- _GOAL OF THE EXERCISE_
Write out every line of the rows again, requests included, but shift each coordinate in the answer outlines by -85, leaving the sample polygons unchanged. Omit the pictures.

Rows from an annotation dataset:
========================================
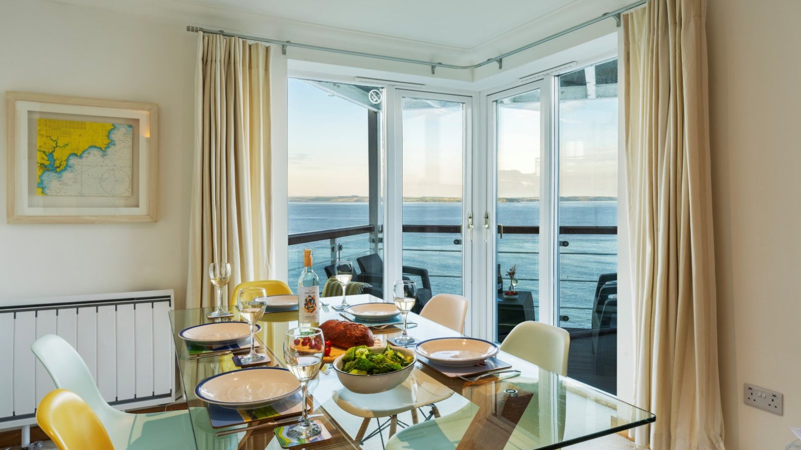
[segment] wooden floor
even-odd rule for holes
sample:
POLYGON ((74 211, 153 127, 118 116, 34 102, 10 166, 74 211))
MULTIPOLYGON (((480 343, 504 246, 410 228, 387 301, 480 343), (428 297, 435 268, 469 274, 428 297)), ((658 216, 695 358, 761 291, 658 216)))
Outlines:
POLYGON ((612 346, 612 351, 596 355, 593 351, 593 336, 589 330, 570 333, 567 376, 610 394, 617 394, 617 329, 609 330, 600 336, 600 340, 602 346, 606 344, 606 348, 612 346))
========================================
- _OUTPUT_
[segment] wooden floor
even-odd rule for holes
sample:
POLYGON ((74 211, 153 127, 118 116, 34 102, 10 166, 74 211))
MULTIPOLYGON (((480 343, 504 246, 410 228, 387 301, 480 343), (428 297, 435 268, 469 274, 428 297)), ((658 216, 695 358, 761 291, 658 216)))
Outlines:
POLYGON ((527 261, 527 266, 511 270, 508 266, 508 251, 504 245, 485 248, 482 291, 525 309, 532 309, 532 244, 524 245, 515 251, 515 255, 517 261, 521 259, 521 263, 527 261))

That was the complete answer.